::: Fragmento de origen

Alertado por los procesos de uniformización cultural consustanciales a la actual fase del capitalismo, Jullien contrapone a esta “uniformidad como perversión de lo universal”, activar lo común como dimensión política.

“Sólo si promovemos un común que no sea una reducción a lo uniforme, lo común de esa comunidad será activo y dará lugar efectivamente al compartir.”

Así propone alejarse de la conceptualización de lo común “por asimilación”, como lo similar, para acercarse a lo común como “lo que se comparte”. Sólo desde esta dimensión “de lo común que no es similar” puede haber tanto diálogo cultural como efectividad política.

El universal rebelde:

Partiendo de la insostenibilidad del universalismo occidental impuesto por el uso de la fuerza en todo el globo, propone, sin embargo, no renunciar sin más al horizonte de “lo universal” frente a fragmentaciones identitarias que pudiesen derivar en aislamiento, en base a los siguientes términos:

“El universal por el que hay que militar es, en cambio, un universal rebelde, jamás colmado (…) reabrir intersticios en cada totalidad acabada”

Dialoga esta idea de Jullien con la propuesta de Boaventura de Sousa de impulsar un “cosmopolitismo subalterno” que lleve al centro del debate público el hecho de que la opresión y la exclusión tienen dimensiones que la tradición crítica europea ha ignorado reiteradamente, “la de las condiciones epistemológicas que hacen posible identificar lo que hacemos como pensamiento válido” como afirmaba en «Descolonizar el saber, reinventar el poder». Tanto Jullien como sinólogo o de Sousa desde su apuesta por las Epistemologías del Sur nos obligan a hacer política del conocimiento. Como afirma de Sousa, la injusticia social global está unida a la injusticia cognitiva global. Tal y como se pregunta Jullien:

“Adhiriéndonos a “lo universal,” ¿qué fue lo que abandonamos? (…), ¿cómo se traduce “lo universal” cuando salimos de Europa?”

 

 

El écart o el “entre” activo:

El écart es la idea central que Jullien comparte en el libro, como alternativa a los repliegues esencialistas excluyentes que se están reviviendo en toda Europa.

“Planteo abordar lo diverso de las culturas en términos de écart; en lugar de identidad, en términos de recurso o de fecundidad (…) como figura, no de identificación, sino de exploración, haciendo emerger otros posibles”

::::::

## Conjunto de tareas
a) Según el fragmento sobre Jullien, ¿qué idea central propone Jullien en el libro como alternativa a los repliegues esencialistas excluyentes?
b) Reproduce sin cambios el pasaje del fragmento sobre Jullien que empieza con las palabras "Así propone alejarse" y termina con "como efectividad política.".
c) Traduce al inglés esta oración del fragmento sobre Jullien: "Como afirma de Sousa, la injusticia social global está unida a la injusticia cognitiva global."
Responde basándote únicamente en el fragmento sobre Jullien.

::: Datos

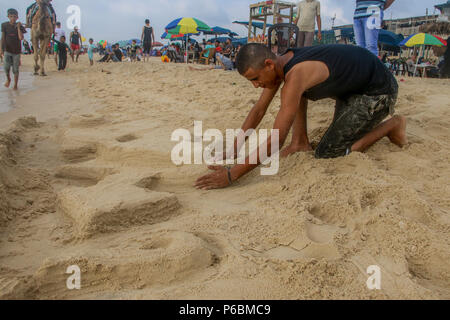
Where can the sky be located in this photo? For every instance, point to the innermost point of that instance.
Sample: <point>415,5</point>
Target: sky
<point>115,20</point>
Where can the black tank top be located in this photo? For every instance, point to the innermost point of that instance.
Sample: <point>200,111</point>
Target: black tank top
<point>148,34</point>
<point>353,70</point>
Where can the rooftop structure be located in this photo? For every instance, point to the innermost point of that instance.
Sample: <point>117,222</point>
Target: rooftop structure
<point>262,11</point>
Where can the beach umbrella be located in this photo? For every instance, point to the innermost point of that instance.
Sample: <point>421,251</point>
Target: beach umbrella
<point>168,36</point>
<point>423,39</point>
<point>187,25</point>
<point>221,31</point>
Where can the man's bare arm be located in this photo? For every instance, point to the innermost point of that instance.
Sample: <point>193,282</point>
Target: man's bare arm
<point>256,115</point>
<point>388,4</point>
<point>319,26</point>
<point>19,31</point>
<point>2,43</point>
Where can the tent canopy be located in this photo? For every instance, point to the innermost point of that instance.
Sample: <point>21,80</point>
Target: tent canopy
<point>255,24</point>
<point>221,31</point>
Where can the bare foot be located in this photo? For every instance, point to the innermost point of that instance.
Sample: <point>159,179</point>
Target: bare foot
<point>291,149</point>
<point>398,134</point>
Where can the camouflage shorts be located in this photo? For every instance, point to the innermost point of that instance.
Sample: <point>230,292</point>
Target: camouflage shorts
<point>353,119</point>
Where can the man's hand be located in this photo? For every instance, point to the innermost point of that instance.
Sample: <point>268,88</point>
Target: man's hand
<point>216,180</point>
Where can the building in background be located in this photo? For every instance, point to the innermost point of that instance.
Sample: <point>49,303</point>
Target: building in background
<point>445,11</point>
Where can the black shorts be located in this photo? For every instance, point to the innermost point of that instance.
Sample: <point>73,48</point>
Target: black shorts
<point>353,119</point>
<point>147,47</point>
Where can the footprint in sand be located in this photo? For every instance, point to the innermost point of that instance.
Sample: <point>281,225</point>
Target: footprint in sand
<point>126,138</point>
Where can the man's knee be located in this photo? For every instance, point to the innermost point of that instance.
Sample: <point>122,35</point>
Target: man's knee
<point>324,151</point>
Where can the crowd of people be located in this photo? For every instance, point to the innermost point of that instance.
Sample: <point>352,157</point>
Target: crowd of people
<point>214,53</point>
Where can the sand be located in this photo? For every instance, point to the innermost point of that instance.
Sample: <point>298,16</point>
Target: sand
<point>86,179</point>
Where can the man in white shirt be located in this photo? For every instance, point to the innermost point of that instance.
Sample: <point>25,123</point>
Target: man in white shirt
<point>59,32</point>
<point>308,11</point>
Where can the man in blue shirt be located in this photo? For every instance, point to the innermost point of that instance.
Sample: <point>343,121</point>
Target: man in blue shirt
<point>367,22</point>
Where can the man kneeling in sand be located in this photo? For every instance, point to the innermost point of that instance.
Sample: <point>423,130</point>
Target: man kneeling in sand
<point>364,89</point>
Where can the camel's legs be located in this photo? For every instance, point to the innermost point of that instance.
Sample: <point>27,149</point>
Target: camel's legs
<point>36,55</point>
<point>44,47</point>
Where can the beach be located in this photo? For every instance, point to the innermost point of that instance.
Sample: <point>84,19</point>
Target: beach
<point>86,179</point>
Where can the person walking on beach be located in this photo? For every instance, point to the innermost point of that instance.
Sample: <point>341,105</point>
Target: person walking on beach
<point>368,18</point>
<point>59,32</point>
<point>62,53</point>
<point>147,39</point>
<point>11,46</point>
<point>364,90</point>
<point>445,71</point>
<point>91,48</point>
<point>308,11</point>
<point>76,42</point>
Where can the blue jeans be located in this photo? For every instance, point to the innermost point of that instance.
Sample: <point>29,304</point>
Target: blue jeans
<point>365,37</point>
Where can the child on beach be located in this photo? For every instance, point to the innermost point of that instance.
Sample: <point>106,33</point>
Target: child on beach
<point>91,48</point>
<point>11,46</point>
<point>133,51</point>
<point>62,53</point>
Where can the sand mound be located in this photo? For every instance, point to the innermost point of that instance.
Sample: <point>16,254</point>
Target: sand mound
<point>105,196</point>
<point>114,204</point>
<point>20,188</point>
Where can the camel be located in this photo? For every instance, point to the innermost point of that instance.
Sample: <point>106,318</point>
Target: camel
<point>41,33</point>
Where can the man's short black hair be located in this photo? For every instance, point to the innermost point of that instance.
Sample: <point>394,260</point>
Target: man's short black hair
<point>253,55</point>
<point>13,12</point>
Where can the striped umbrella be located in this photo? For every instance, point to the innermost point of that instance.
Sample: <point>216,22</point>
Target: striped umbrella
<point>423,39</point>
<point>187,25</point>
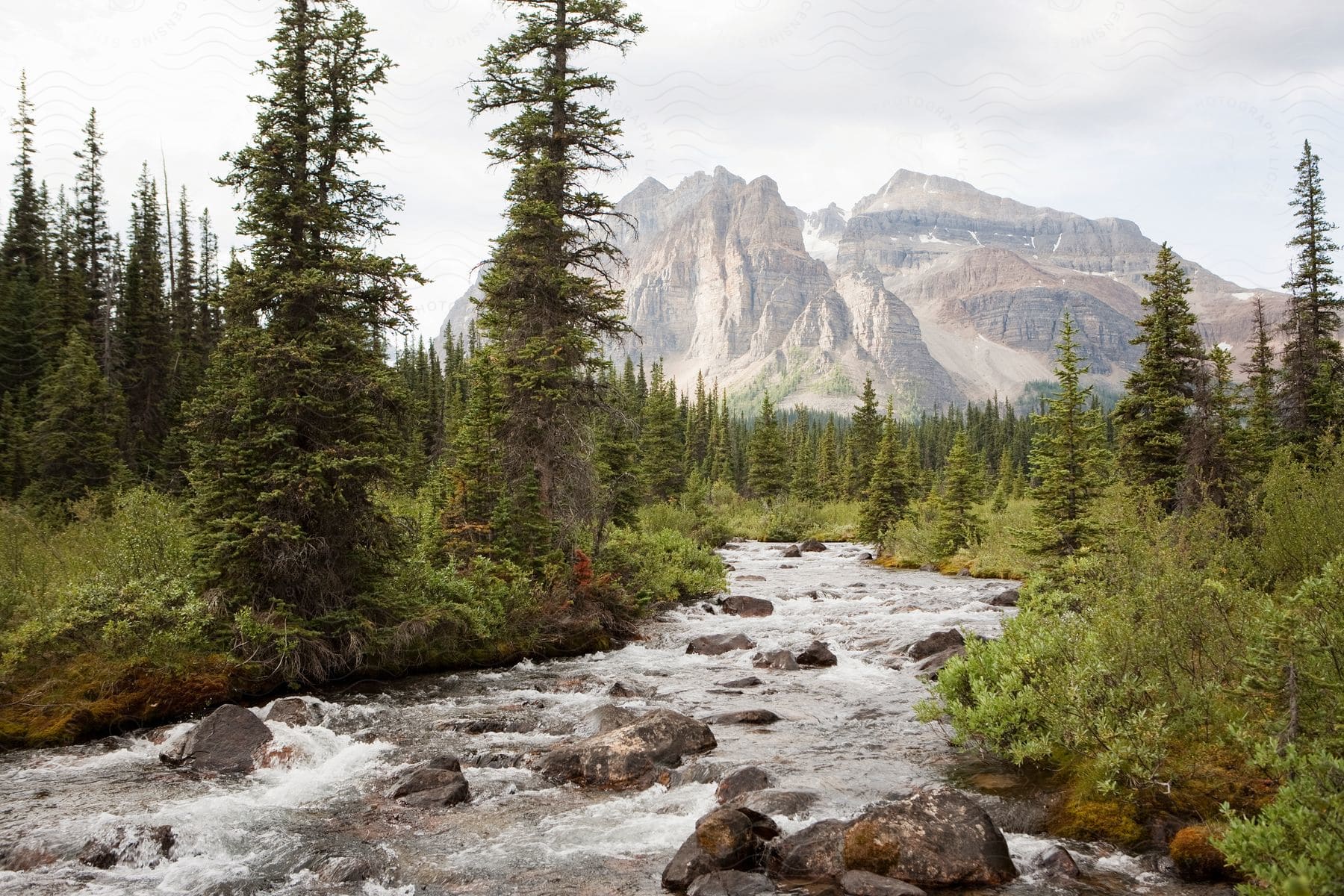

::::::

## Resultados finales
a) El écart.

b)
Así propone alejarse de la conceptualización de lo común “por asimilación”, como lo similar, para acercarse a lo común como “lo que se comparte”. Sólo desde esta dimensión “de lo común que no es similar” puede haber tanto diálogo cultural como efectividad política.

c) As de Sousa states, global social injustice is bound up with global cognitive injustice.